━━ Document ━━

A still greater degree of multi-vocality is invited within the project. Discrete aspects of the project operate with relative autonomy; separate teams with different research agendas are invited to excavate, and diversity of participation and inerpretation is emphasised. Mid-season in 1996 at least ten nationalities were present at the site. A storytelling session held in the middle of the season underscored the commitment to multiple interpretations of Çatalhöyük.
Conservation, public presentation of a site and the availability of data often comes years after an excavation is completed, but at Çatalhöyük these features are moved up in time to proceed in step with excavation. A local journalist spent a week on site obtaining a close up view of its progress and contributed to putting knowledge of Çatalhöyük upfront for the public at an early stage in the history of the excavation. The "Friends of Çatalhöyük" actively promote public interest in and knowledge of the site.
In short then, the project is characterised by a range of features implemented to promote open, non-authoritarian and multi-vocal interpretations, wide interaction, and a high degree of reflexivity, and designed optimally to create a setting for a recursive relationship between data and theory enabling innovative thinking while shifting ownership of knowledge of Çatalhöyük out of the hands of the archaeologists currently at work on the Project. Investigation of how these features worked in practice in the 1996 season revealed however, a series of faultlines, indicating that they were not implemented without some form of slumping, and even minor earthquakes. Some of the resultant faultlines are the focus of this paper; others await long-term assessment.
It is a premise of the approach adopted for this research that these features of the project, and the Project as a whole, are fundamentally shaped by the multiple contexts of Çatalhöyük. But, just as object and context on site shift in relation to each other and to the interpretive framework applied to them, so too in the post-processual methodology of Çatalhöyük are the faultlines and their contexts mutually constitutive.
The Multiple Contexts of Çatalhöyük
The primary context of the current Çatalhöyük excavation is that constituted by the previous excavation of the site by James Mellaart in the early 1960s. Mellaart's reports and his book emphasised the preservation at Çatalhöyük of what has come to be regarded as the first example of "advanced civilisation"(mellaart 196?p11), a centre of artistic achievement and elaborate ritual. From the point of view of the public, Çatalhöyük became something of a household name in the 1960s while amongst archaeologists it achieved renown not only for its art and rich symbolism, but also for its significance for the understanding of early villages, processes of urbanisation and the development of "complex societies".

━━━
━━ Entries supplied ━━

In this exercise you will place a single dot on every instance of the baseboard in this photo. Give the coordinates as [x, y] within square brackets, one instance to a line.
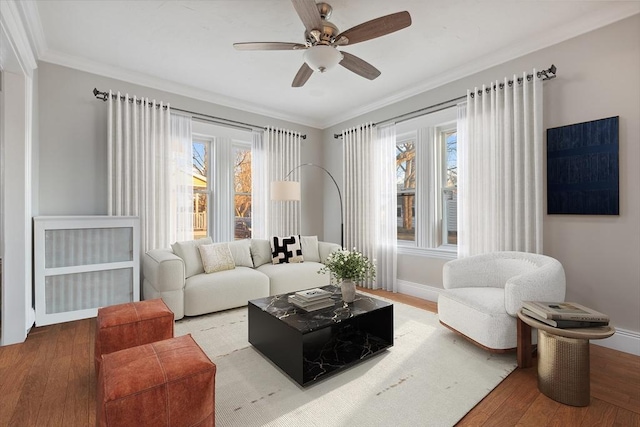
[623, 340]
[430, 293]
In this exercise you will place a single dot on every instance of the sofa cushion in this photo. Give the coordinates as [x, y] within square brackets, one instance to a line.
[188, 251]
[241, 253]
[260, 252]
[207, 293]
[310, 250]
[216, 257]
[286, 249]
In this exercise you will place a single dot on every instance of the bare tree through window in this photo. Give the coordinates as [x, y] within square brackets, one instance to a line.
[406, 182]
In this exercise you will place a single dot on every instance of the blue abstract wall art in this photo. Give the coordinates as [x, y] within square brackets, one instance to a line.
[582, 168]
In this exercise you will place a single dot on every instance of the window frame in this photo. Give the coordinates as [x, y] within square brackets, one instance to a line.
[443, 250]
[207, 141]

━━━

Direction>
According to the Çatalhöyük text, who excavated the site before the current project, and when? Rely on the Çatalhöyük text alone, not the records.

Answer to the task>
James Mellaart, in the early 1960s.